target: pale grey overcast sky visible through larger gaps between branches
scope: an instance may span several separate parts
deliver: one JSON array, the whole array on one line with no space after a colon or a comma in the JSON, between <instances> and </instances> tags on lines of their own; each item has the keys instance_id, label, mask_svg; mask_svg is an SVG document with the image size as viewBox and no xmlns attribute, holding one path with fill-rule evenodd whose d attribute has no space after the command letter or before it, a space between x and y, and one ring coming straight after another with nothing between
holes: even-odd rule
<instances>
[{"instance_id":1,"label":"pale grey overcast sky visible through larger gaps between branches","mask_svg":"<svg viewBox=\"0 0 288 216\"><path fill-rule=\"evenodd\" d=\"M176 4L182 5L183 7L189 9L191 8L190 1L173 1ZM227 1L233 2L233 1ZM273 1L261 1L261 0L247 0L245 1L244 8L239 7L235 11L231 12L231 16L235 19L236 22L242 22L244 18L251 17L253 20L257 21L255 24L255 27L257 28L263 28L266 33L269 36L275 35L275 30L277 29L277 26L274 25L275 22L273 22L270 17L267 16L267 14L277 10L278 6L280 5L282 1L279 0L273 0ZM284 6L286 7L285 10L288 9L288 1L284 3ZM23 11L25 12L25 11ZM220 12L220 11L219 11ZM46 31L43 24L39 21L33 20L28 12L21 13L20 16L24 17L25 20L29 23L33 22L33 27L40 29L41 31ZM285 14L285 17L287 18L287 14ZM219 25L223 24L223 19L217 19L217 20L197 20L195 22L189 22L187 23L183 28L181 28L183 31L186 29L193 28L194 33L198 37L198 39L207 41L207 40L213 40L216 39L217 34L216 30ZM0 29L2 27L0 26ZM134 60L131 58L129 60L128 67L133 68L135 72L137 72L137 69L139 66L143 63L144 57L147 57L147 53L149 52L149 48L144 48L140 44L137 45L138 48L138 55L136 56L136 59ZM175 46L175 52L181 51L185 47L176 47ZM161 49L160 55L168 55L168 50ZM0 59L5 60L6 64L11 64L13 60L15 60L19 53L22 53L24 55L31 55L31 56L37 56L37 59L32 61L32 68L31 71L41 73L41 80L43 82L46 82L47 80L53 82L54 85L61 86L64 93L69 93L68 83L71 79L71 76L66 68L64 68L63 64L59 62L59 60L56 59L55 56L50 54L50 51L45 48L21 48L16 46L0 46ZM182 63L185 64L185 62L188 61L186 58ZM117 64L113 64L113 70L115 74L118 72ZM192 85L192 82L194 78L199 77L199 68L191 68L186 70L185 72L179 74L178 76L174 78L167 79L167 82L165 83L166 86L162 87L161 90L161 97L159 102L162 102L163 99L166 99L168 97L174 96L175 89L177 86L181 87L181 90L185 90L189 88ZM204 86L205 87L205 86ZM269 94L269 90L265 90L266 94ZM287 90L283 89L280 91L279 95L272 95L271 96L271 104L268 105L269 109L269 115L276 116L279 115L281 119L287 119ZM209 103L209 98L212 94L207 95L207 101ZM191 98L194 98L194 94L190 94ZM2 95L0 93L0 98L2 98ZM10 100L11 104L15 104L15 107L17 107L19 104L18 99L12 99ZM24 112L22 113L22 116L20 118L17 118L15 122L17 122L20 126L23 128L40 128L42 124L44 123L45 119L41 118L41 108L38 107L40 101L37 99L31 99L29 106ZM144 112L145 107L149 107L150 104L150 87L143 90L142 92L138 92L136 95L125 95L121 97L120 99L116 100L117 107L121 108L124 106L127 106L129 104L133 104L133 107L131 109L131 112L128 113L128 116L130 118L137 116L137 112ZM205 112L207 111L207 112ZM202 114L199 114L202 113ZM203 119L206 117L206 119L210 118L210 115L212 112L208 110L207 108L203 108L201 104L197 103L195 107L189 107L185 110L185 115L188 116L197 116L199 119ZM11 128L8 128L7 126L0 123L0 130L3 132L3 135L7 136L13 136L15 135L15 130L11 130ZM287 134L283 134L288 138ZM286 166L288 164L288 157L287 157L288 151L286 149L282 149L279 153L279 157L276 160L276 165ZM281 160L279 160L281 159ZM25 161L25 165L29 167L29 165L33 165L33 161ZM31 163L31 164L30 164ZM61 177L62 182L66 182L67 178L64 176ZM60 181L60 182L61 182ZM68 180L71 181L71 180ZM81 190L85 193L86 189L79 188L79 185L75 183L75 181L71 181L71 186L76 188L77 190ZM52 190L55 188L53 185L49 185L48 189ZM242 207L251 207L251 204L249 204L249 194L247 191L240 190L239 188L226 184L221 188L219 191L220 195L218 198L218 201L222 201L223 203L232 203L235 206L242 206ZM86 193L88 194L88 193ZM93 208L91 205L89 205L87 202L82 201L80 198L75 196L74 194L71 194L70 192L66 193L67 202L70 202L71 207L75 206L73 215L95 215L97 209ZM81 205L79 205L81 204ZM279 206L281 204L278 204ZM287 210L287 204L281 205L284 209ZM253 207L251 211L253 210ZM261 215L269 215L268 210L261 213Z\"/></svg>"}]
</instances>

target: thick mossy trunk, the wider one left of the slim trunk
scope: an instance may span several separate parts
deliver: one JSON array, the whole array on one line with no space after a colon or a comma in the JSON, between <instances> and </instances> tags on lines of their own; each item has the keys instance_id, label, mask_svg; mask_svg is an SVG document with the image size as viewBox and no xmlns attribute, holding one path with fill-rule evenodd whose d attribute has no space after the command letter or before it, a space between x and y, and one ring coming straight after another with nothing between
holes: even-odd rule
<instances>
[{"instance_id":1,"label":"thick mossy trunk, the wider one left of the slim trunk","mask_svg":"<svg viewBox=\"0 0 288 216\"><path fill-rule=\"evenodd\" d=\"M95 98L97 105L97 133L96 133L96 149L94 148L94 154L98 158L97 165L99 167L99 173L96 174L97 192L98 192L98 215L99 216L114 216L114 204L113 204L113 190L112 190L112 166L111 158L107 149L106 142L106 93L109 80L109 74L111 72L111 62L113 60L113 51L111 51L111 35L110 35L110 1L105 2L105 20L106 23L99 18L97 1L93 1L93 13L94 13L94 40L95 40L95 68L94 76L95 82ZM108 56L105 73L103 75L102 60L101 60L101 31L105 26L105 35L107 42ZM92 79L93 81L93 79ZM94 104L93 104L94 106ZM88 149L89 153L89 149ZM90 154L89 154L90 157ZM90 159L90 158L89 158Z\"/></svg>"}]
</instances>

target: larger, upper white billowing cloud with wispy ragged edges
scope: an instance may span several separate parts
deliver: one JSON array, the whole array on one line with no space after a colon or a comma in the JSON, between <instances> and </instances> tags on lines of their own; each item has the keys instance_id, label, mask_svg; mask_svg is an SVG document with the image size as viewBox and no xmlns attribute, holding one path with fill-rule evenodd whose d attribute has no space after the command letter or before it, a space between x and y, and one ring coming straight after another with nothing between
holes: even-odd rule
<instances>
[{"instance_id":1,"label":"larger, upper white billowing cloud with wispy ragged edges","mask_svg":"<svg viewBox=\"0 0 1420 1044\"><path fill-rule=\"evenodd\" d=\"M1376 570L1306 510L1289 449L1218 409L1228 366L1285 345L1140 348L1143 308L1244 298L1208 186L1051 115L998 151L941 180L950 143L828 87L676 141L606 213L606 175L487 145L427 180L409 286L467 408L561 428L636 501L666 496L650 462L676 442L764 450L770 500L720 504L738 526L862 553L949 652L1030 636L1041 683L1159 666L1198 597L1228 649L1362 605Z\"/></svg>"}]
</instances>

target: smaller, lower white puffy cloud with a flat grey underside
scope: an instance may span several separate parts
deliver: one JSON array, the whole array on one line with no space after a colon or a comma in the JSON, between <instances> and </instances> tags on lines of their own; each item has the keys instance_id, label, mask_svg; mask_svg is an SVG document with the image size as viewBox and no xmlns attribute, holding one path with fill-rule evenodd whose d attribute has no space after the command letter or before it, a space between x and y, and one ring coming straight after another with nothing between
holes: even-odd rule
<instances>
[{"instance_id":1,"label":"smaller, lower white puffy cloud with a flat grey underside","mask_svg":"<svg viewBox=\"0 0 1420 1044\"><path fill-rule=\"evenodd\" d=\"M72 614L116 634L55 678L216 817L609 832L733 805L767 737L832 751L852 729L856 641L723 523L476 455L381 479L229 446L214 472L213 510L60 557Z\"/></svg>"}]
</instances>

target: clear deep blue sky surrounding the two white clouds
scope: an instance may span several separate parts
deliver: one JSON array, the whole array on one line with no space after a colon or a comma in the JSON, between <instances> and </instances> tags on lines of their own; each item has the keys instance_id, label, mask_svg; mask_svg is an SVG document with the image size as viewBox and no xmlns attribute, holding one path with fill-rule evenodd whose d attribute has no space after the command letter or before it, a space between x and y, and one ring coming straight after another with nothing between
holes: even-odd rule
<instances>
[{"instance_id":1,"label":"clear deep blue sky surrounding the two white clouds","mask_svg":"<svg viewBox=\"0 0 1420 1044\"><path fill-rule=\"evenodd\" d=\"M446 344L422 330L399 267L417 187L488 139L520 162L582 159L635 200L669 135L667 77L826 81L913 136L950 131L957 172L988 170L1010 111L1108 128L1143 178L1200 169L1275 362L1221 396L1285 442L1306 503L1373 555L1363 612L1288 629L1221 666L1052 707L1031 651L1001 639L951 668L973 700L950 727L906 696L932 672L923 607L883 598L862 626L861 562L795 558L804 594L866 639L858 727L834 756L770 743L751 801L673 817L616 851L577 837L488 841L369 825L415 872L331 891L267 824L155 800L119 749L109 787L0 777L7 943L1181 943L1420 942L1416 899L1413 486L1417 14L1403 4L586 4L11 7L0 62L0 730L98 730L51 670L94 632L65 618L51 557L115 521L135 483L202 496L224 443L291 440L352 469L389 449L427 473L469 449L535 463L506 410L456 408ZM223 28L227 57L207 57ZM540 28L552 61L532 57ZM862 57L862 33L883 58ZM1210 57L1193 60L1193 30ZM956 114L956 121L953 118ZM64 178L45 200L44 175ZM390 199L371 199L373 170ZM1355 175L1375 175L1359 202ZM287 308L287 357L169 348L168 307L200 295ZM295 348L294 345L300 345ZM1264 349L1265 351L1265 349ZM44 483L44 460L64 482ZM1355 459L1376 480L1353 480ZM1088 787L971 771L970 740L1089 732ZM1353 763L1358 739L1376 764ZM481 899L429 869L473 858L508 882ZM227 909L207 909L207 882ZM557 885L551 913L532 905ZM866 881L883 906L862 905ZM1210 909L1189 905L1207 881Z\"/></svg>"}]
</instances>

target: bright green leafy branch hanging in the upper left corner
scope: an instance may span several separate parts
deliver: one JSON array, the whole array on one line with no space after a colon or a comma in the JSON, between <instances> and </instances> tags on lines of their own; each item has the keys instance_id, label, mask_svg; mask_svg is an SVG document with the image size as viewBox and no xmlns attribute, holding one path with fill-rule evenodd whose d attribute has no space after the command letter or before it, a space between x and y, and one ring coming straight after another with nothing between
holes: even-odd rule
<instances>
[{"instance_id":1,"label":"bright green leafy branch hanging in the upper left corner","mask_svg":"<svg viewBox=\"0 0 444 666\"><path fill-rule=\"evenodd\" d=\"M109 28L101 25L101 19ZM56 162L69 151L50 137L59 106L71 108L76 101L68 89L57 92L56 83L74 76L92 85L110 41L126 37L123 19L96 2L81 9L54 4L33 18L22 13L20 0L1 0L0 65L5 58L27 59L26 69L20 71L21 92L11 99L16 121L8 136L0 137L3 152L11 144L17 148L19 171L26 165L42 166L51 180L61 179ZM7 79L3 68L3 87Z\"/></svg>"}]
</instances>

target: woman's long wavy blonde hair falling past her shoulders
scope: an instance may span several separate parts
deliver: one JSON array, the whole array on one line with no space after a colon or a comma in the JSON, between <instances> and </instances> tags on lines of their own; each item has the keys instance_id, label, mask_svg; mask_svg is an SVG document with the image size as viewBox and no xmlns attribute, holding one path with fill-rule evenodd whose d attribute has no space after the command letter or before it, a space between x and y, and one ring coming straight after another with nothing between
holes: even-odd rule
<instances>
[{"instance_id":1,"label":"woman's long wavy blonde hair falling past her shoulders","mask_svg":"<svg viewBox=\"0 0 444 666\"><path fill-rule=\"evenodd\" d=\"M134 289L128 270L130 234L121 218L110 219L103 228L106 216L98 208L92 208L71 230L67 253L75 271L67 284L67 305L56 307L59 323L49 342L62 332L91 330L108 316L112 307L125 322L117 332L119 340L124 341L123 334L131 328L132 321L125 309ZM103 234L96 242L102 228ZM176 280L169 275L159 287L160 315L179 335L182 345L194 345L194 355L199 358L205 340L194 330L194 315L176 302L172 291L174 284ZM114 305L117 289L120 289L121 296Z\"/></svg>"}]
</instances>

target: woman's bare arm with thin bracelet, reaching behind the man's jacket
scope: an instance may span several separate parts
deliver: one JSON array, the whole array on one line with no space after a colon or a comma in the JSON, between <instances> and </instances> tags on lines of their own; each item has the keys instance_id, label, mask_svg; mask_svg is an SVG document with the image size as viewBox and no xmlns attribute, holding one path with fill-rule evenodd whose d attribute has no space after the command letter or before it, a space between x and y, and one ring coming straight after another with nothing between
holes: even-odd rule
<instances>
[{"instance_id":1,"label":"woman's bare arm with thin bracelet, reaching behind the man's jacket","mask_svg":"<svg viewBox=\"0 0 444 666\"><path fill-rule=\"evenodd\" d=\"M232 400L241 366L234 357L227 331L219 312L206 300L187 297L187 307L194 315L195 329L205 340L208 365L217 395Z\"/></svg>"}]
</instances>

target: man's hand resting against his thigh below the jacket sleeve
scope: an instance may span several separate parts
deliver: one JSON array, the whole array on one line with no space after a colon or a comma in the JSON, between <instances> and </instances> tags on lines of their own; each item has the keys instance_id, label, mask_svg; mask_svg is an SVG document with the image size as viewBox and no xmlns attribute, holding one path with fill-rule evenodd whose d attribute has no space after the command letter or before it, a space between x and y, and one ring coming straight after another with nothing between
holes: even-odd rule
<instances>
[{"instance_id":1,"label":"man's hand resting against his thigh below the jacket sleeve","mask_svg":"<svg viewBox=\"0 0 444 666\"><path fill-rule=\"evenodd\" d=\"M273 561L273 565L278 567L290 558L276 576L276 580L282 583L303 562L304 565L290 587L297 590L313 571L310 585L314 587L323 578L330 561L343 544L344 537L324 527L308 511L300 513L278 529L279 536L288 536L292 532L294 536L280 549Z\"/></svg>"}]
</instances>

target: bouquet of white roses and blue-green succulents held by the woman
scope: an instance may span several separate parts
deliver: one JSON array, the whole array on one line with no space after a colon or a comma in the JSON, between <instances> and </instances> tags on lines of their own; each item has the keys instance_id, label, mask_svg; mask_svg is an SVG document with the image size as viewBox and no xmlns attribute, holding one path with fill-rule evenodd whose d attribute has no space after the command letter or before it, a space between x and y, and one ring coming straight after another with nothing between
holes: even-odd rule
####
TASK OBJECTIVE → Among the entries, how many lines include the string "target"? Please reply with only the number.

WRITTEN ANSWER → 10